→ **INFORMATION PROVIDED**:
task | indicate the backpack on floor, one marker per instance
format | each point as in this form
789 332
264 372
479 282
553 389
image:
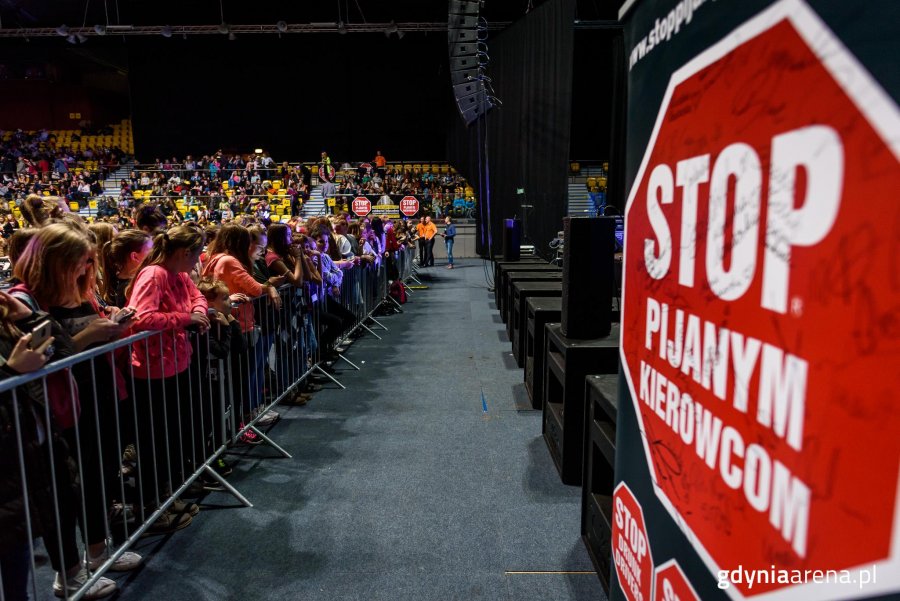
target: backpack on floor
398 292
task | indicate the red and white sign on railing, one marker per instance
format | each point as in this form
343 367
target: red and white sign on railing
409 205
631 546
361 206
759 326
672 585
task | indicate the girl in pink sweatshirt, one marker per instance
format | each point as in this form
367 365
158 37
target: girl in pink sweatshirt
166 301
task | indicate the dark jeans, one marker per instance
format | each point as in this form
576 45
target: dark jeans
167 409
94 447
334 321
15 567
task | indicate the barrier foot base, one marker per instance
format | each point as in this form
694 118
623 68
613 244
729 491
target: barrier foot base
380 325
352 364
271 442
329 376
369 330
396 304
227 486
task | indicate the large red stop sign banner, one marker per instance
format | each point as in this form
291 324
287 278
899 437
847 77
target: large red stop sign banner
760 328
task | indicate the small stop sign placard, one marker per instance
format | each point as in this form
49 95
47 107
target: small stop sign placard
760 300
672 585
361 206
409 205
631 546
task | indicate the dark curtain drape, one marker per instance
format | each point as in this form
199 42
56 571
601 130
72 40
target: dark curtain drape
523 144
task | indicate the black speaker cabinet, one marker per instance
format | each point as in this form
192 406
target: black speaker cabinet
568 361
539 312
501 266
598 481
516 322
512 239
588 276
524 276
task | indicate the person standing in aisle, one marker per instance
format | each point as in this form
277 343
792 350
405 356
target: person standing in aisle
430 233
449 234
421 241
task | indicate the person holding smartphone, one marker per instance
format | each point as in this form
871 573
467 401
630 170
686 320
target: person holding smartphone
166 301
57 271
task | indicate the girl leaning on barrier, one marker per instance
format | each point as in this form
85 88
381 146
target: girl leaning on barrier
230 260
119 259
166 301
25 414
56 274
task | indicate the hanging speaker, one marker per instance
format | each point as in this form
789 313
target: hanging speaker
464 7
463 76
462 36
588 277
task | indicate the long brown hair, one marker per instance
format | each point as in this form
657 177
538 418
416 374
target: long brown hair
278 241
39 210
233 240
46 265
113 257
166 244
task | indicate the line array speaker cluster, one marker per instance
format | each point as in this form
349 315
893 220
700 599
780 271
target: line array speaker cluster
467 35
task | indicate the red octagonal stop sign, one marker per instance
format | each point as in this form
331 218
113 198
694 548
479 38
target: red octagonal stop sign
409 205
759 327
361 206
672 585
631 546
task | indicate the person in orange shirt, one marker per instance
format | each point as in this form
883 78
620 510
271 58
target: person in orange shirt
420 240
430 231
380 162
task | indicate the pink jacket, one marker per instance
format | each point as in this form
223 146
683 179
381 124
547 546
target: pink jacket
164 302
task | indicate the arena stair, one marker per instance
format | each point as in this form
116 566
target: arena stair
315 205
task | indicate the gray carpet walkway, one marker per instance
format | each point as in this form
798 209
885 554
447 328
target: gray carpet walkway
400 487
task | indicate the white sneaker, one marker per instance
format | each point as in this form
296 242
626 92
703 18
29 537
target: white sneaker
102 588
125 563
268 418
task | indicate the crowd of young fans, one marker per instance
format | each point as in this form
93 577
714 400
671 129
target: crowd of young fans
35 163
98 283
210 189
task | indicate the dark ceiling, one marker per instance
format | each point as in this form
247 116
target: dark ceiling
75 13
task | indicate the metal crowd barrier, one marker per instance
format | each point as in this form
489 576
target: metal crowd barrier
97 450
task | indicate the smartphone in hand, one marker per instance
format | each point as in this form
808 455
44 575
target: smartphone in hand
40 334
124 315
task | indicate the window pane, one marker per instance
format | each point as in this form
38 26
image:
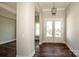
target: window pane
58 28
49 29
37 29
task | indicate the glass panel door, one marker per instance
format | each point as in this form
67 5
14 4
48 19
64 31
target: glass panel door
58 28
49 29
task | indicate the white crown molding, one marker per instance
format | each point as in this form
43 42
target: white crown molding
58 9
6 7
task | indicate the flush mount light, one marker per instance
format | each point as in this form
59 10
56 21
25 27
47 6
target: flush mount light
54 9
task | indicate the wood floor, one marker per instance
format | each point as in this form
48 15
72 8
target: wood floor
8 49
45 50
53 50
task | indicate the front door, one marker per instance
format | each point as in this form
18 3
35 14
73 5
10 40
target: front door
53 30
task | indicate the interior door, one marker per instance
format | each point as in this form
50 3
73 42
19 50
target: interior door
53 30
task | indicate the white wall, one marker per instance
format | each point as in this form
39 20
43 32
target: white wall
7 29
47 14
25 29
73 27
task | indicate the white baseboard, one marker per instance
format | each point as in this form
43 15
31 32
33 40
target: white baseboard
7 41
30 55
76 52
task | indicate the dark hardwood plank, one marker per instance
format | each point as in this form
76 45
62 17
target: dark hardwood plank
53 50
8 49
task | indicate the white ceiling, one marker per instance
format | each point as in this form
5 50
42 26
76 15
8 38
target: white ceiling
11 5
48 5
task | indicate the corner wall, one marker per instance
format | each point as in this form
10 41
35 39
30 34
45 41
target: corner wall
73 28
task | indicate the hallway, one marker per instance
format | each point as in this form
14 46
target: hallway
54 50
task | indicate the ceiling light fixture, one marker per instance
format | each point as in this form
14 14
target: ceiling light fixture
54 9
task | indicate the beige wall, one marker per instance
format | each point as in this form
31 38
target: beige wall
73 27
47 14
7 29
25 29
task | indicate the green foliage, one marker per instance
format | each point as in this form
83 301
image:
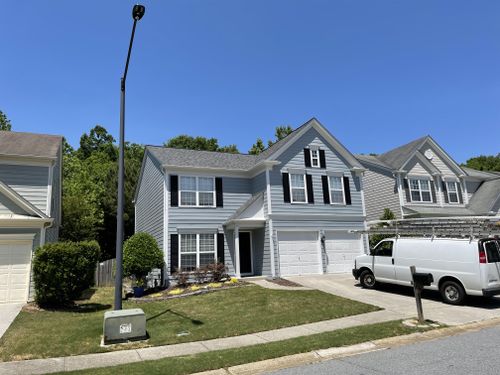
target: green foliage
485 163
140 255
5 122
376 238
63 270
199 143
257 147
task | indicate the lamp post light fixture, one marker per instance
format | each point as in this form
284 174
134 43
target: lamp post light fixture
137 13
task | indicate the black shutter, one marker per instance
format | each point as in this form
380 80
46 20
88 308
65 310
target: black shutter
307 157
433 191
310 192
445 193
347 191
326 189
174 253
286 188
174 190
218 192
322 159
220 247
407 190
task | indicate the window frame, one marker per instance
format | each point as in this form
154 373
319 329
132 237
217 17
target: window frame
420 190
291 187
342 189
315 158
448 183
197 192
198 252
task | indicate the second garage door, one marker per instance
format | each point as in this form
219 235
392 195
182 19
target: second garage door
341 249
299 253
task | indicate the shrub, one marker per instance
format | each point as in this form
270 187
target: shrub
140 255
63 270
217 272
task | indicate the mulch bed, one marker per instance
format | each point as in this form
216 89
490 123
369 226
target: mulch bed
284 282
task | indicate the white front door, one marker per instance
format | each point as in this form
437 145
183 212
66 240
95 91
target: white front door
299 253
341 248
15 263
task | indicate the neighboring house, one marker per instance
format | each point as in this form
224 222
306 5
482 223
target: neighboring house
30 206
290 210
420 179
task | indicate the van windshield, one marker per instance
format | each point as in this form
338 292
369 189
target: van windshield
492 251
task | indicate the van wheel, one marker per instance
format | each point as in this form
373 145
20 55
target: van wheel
367 279
452 292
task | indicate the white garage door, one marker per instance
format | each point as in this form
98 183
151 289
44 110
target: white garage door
341 249
299 253
15 259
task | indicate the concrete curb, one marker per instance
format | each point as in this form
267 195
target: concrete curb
316 356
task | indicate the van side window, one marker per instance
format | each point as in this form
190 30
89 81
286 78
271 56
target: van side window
384 249
492 252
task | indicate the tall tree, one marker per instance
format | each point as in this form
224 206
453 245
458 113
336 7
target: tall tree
257 147
485 163
199 143
5 122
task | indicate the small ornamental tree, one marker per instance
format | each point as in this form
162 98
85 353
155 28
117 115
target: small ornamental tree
63 270
140 255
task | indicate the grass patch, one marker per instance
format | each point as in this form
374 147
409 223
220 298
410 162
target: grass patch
232 357
231 312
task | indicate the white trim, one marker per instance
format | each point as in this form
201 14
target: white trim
343 192
251 253
49 190
291 187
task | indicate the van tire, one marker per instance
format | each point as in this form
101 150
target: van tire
452 292
367 279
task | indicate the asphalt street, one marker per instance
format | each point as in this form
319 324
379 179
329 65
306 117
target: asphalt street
474 353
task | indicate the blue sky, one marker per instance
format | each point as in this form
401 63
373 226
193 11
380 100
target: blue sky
377 74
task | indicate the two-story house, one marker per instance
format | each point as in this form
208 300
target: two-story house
30 206
420 179
290 210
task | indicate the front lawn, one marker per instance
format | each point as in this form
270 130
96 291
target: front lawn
41 334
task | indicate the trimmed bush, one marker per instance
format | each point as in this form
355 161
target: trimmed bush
140 255
63 270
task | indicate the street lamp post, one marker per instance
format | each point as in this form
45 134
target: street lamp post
137 13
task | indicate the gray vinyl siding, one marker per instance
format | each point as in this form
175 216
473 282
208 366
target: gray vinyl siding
149 203
293 157
381 191
28 181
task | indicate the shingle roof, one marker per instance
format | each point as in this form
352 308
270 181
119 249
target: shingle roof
485 197
398 156
29 144
176 157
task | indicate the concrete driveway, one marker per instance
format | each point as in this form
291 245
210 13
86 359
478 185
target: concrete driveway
7 315
399 301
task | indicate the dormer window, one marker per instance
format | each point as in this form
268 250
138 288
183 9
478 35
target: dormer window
452 190
315 158
420 190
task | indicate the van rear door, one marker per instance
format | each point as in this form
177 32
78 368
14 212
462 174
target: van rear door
490 265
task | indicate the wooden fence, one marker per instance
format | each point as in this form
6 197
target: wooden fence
104 273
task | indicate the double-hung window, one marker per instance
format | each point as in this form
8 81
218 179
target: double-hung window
420 190
452 190
315 158
196 250
197 191
336 190
298 188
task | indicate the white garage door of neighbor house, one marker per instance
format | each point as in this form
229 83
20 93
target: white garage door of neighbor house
15 260
341 249
299 253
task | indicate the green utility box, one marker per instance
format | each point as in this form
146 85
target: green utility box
124 325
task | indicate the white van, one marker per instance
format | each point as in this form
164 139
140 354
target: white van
459 267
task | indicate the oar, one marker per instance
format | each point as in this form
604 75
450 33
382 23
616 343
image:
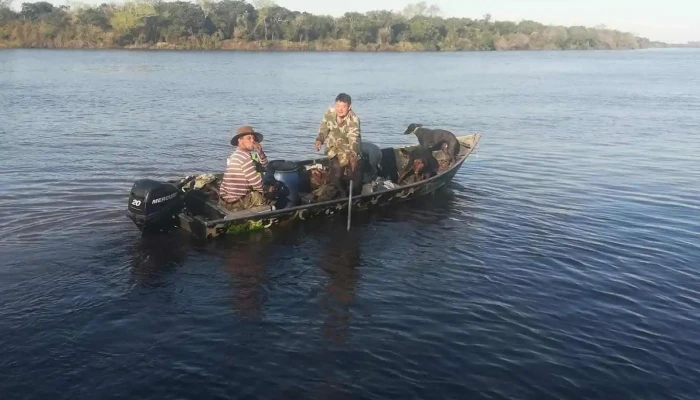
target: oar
349 204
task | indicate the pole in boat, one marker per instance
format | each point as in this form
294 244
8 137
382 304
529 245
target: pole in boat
349 204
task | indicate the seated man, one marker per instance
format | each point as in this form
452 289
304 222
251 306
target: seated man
340 132
242 185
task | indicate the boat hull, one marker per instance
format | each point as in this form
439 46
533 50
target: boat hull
202 226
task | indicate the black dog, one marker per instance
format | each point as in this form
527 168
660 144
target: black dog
339 177
436 139
421 164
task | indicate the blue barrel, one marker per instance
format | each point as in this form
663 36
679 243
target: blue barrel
287 173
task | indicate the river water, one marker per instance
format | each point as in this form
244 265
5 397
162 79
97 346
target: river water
562 262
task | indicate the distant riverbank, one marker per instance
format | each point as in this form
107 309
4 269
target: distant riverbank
237 25
340 45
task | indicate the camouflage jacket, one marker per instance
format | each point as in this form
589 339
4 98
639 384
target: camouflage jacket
341 139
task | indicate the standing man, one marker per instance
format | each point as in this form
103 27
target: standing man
242 186
340 132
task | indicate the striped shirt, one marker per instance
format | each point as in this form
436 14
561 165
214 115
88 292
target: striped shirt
241 176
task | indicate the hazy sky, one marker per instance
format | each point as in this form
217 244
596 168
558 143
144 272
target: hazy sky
670 20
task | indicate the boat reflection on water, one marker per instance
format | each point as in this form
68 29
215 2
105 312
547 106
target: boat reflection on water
155 257
340 260
246 264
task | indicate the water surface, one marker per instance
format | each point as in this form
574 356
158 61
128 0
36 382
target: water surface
561 263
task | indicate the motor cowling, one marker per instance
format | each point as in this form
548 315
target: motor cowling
154 205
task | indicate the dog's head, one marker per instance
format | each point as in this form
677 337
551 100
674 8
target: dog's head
411 128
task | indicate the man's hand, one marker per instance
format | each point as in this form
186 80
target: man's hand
353 162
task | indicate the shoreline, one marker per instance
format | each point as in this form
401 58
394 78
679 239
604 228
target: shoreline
305 47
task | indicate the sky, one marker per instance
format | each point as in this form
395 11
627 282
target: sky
672 21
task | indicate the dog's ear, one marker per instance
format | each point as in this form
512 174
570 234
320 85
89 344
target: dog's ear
411 128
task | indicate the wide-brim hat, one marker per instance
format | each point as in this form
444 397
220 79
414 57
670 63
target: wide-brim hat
246 130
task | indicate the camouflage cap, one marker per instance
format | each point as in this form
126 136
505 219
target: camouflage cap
245 130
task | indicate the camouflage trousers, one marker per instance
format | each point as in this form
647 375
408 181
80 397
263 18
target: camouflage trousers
252 199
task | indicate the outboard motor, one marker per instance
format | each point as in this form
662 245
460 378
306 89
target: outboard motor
154 205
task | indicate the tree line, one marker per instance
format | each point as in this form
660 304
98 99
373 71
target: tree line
237 24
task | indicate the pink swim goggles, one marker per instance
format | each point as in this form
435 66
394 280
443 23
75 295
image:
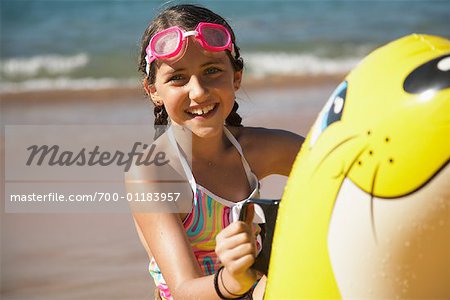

→ **PROBLEM TO WORK ON**: Report every line above that contains the string "stop", treating uppercase and lowercase as different.

→ **SOLUTION BELOW**:
task | indicate the large red stop sign banner, one marker per instance
target: large red stop sign banner
task | indicate the small stop sign placard, one marker per instance
target: small stop sign placard
task | indicate the red octagonal stop sign, one marker per instance
target: red octagonal stop sign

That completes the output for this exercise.